● DATASET:
+++
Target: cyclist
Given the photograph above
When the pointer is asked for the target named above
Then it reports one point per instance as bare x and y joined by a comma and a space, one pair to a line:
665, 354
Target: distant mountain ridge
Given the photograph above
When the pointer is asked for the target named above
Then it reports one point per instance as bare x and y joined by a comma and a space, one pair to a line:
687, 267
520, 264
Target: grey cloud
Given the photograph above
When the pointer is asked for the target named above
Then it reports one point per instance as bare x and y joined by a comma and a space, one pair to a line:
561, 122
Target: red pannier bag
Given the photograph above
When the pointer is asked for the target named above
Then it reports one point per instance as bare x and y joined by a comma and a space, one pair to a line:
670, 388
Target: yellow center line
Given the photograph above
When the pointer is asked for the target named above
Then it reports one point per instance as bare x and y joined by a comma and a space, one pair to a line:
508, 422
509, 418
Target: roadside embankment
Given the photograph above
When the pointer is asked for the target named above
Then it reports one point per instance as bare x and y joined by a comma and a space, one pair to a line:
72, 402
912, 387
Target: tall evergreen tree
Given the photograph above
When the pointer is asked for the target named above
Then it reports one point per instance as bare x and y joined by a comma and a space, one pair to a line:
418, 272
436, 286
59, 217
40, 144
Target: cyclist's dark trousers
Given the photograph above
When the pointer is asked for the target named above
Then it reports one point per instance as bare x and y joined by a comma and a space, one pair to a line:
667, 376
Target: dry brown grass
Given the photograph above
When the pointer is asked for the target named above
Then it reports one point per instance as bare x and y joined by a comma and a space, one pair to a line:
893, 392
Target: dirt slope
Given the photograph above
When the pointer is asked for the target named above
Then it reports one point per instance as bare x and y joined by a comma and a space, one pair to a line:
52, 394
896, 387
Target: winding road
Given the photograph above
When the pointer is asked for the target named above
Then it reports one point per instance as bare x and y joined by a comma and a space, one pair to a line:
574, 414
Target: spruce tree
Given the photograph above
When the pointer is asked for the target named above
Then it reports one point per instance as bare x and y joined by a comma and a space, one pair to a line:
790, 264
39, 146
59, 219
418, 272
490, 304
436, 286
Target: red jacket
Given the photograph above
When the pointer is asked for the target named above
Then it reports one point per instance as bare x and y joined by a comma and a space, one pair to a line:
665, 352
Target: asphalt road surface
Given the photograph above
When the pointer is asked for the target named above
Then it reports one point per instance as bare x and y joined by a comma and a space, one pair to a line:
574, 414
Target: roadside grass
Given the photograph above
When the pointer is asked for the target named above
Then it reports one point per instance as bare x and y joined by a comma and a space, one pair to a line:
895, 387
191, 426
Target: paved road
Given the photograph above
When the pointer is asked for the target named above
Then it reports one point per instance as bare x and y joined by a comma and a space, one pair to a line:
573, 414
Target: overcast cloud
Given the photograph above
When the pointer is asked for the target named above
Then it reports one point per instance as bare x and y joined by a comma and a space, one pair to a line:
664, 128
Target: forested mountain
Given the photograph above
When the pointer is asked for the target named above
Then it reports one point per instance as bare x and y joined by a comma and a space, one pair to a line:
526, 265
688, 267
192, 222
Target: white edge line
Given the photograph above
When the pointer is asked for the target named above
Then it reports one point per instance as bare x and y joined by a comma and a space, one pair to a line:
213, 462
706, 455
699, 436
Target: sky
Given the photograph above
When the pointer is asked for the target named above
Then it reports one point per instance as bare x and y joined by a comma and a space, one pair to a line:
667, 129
+++
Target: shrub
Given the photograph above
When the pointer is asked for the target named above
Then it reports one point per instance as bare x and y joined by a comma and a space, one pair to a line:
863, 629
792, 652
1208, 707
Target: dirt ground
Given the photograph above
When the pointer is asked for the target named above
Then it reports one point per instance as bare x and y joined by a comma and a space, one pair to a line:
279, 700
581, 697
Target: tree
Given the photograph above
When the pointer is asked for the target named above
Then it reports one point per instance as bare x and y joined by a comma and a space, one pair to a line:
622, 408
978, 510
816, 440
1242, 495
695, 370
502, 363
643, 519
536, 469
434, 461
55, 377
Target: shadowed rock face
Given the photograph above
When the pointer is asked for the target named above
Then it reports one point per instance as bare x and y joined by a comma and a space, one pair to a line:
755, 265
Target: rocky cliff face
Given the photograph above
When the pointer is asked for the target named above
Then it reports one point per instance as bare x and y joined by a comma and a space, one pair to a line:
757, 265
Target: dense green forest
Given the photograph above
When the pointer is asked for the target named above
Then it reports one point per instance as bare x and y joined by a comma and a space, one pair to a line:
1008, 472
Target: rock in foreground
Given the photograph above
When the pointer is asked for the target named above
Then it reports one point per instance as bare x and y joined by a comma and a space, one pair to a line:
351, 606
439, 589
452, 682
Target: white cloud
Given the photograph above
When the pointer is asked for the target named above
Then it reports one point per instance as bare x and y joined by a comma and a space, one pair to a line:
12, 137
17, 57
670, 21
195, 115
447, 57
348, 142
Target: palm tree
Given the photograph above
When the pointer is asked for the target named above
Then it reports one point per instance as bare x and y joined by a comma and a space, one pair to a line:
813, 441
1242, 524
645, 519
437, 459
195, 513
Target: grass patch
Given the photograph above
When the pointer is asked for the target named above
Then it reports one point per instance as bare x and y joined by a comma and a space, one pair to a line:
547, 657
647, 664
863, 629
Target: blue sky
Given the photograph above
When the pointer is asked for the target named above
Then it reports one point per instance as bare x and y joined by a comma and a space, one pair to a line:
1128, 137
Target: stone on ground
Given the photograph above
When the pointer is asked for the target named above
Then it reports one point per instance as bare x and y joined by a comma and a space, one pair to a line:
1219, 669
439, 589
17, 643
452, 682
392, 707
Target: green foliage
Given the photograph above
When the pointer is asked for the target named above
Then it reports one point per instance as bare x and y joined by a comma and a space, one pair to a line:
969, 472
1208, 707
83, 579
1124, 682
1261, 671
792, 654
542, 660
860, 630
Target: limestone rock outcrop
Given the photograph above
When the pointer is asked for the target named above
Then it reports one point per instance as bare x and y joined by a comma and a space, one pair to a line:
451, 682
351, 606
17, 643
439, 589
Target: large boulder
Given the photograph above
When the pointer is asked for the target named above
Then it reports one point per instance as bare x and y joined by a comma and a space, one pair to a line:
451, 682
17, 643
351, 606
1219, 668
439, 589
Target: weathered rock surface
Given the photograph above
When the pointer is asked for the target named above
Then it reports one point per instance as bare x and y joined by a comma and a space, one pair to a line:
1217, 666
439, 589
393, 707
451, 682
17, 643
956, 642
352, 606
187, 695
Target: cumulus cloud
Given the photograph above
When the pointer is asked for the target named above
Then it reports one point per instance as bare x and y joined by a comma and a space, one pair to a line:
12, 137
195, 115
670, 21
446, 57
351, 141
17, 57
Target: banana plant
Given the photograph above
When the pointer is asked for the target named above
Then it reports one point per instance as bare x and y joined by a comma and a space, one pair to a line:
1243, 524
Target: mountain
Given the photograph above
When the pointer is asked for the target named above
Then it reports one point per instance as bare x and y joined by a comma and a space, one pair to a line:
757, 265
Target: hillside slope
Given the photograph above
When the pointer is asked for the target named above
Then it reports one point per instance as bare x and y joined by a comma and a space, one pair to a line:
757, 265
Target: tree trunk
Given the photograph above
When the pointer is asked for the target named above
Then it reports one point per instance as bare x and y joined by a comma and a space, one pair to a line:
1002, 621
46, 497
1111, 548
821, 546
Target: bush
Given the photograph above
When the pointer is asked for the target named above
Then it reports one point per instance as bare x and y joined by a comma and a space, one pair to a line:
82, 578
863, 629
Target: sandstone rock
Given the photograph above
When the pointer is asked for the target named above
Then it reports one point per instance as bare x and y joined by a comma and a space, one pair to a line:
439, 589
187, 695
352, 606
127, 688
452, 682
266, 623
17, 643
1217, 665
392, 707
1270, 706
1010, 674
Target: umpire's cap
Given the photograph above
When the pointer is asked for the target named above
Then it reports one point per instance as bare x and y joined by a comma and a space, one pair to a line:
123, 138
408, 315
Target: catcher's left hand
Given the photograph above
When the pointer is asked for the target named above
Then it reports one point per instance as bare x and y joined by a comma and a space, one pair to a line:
+++
● WORK TO COMPLETE: Tally the lines in the records that contain the string "surface", and give only that number.

● ANSWER TO THE TASK: 2